[Page text — start]

Ross County have begun testing their players for covid-19 as Scottish Premiership clubs gear up for a return to training.
Celtic, who like County bought their own testing unit, are also beginning their screening programme this week but clubs have varied in their approach to going back to training.
The Scottish Football Association’s suspension of all football activity will be lifted on Thursday for top-flight clubs only but they are only allowed to train under the same restrictions as the rest of the population under the Scottish Government’s phase one of lockdown easing.
That allows two players or one player and a coach to train together outside in a specific area while still physically-distancing, so does not require testing to begin immediately.
County however have already put their machine to use, writing on Twitter: “We were delighted to start our internal Covid-19 testing this morning will all players and staff being required to be tested by our team, assisted with help from external medical personnel.”
St Johnstone are awaiting the arrival of a testing machine from South Korea and will start screening next week ahead of a return to training.
Dundee United players are due back on Monday and will not immediately be tested. The regulations could change from phase two, which will not be implemented until June 18 at the earliest.
Head coach Robbie Neilson told the BBC’s Scottish Football Podcast: “The players have been keeping themselves ticking over and will come back in on Monday. Initially we thought we would have to get them tested but we found out because we are in phase one (we don’t have to).
“It has changed quite significantly in the last couple of days because we were worried about having to get tested and get the machines coming in and how we could do it. Now we can gear up for training on Monday, they will be socially distanced, they will be in corners.”

[Page text — finish]
[Excerpted data — start]

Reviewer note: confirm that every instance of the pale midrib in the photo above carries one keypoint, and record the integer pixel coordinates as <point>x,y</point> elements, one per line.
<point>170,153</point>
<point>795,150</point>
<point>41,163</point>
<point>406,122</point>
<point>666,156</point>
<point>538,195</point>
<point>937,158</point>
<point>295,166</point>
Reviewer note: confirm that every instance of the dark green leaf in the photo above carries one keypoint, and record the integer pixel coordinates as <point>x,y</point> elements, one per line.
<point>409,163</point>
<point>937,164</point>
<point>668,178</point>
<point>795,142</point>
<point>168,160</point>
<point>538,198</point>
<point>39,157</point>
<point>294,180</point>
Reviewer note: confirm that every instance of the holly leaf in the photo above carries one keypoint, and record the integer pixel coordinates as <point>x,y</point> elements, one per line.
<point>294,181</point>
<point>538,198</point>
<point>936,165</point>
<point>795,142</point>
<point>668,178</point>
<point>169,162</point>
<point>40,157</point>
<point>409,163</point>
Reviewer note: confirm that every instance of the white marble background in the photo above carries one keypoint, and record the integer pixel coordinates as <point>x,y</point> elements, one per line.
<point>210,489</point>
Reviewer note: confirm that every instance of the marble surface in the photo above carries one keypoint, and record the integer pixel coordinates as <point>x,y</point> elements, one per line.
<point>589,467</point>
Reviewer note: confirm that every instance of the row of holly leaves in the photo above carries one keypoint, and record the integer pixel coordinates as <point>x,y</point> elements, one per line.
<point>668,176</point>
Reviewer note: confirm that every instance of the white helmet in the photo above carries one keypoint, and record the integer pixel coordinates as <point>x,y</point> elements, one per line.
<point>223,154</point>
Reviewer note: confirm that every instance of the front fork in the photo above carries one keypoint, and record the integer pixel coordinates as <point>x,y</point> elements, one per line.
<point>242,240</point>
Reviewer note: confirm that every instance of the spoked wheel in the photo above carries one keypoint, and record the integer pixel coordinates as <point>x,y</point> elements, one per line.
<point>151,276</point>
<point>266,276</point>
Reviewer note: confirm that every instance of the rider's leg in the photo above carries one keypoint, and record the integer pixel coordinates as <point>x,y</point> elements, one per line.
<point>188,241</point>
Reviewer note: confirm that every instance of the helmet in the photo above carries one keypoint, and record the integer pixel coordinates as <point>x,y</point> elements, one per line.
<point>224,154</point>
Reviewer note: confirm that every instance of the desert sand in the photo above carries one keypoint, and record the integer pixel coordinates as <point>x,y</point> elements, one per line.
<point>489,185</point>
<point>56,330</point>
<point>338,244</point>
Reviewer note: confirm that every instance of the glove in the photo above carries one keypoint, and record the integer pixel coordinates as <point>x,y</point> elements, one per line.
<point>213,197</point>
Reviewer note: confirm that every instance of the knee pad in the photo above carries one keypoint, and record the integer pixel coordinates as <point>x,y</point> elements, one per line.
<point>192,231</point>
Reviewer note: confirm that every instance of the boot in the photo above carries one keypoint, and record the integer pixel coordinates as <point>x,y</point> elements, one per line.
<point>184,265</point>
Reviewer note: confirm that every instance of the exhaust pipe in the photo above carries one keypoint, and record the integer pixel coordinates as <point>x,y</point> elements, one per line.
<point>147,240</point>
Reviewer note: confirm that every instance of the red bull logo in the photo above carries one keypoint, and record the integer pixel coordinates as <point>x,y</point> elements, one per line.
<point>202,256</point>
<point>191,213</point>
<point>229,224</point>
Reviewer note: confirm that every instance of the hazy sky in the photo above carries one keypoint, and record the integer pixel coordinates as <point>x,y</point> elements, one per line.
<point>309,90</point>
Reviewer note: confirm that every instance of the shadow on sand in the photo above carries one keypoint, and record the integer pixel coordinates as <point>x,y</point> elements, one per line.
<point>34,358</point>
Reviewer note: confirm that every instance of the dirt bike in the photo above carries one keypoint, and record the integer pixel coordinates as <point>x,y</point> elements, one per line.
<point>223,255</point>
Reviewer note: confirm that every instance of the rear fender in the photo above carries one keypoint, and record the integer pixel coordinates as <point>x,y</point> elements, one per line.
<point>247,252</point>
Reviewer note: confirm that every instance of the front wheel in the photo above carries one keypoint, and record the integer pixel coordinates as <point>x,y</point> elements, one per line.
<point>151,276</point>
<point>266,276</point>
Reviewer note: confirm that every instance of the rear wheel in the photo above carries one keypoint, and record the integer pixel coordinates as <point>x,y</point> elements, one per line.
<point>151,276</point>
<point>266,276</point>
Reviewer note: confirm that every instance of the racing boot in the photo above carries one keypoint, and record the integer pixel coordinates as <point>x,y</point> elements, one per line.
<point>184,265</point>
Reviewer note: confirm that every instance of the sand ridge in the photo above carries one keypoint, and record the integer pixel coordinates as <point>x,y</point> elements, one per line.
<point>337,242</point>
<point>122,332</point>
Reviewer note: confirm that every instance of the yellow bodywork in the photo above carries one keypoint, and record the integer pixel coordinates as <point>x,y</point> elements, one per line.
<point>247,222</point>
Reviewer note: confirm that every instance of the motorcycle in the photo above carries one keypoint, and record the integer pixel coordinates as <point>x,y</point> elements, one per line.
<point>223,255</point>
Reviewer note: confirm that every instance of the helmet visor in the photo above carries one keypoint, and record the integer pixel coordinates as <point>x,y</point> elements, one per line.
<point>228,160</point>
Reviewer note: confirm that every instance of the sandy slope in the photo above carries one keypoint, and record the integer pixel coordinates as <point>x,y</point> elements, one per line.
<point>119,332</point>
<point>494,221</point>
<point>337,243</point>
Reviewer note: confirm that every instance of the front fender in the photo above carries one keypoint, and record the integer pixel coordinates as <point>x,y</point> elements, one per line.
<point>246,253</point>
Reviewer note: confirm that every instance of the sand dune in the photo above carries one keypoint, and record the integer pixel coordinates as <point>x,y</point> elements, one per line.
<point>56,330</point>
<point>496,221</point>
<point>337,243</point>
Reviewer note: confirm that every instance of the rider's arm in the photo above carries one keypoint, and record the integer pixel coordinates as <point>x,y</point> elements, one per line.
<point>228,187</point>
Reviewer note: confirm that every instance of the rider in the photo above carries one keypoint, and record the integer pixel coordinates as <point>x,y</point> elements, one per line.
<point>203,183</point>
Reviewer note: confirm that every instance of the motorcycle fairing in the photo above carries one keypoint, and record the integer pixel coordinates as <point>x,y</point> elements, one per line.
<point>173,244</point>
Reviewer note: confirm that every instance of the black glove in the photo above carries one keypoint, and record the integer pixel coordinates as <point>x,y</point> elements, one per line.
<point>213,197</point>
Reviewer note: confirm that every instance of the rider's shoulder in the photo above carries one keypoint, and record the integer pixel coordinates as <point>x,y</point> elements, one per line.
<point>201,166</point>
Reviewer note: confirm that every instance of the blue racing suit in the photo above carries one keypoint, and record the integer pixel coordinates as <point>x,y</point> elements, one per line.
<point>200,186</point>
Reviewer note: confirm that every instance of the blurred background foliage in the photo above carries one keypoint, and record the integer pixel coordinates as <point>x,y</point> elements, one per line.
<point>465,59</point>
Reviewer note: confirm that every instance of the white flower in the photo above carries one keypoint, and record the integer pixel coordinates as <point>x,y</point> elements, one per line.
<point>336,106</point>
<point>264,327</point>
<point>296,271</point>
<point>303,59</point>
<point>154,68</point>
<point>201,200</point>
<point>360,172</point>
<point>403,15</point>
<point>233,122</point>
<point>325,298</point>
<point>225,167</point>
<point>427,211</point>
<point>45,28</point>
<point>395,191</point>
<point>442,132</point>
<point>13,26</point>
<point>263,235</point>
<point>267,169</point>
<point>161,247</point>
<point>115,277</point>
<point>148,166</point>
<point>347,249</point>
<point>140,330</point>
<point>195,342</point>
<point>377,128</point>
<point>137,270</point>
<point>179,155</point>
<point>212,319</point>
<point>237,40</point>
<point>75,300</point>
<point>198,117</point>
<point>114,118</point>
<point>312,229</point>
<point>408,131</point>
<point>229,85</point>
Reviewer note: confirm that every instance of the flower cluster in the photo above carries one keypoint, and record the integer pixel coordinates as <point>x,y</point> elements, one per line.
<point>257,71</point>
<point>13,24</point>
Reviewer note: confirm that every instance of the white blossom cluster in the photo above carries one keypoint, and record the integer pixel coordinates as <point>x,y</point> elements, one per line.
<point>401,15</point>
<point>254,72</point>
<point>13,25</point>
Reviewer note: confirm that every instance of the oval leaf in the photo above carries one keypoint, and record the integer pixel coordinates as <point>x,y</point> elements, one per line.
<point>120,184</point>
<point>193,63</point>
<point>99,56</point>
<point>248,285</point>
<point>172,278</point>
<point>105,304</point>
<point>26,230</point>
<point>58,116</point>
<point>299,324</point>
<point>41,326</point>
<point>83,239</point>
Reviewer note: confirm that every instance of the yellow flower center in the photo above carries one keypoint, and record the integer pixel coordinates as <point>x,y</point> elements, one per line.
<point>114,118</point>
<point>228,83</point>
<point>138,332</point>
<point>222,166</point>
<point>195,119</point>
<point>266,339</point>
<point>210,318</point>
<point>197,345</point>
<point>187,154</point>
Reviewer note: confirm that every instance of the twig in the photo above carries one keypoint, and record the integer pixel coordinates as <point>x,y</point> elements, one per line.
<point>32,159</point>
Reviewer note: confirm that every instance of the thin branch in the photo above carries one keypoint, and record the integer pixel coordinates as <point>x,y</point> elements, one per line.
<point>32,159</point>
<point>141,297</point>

[Excerpted data — finish]

• What to do:
Retype the passage from the covid-19 testing article above, from "Ross County have" up to and including "back to training.", with every word and punctuation mark unchanged.

• Response area:
Ross County have begun testing their players for covid-19 as Scottish Premiership clubs gear up for a return to training.
Celtic, who like County bought their own testing unit, are also beginning their screening programme this week but clubs have varied in their approach to going back to training.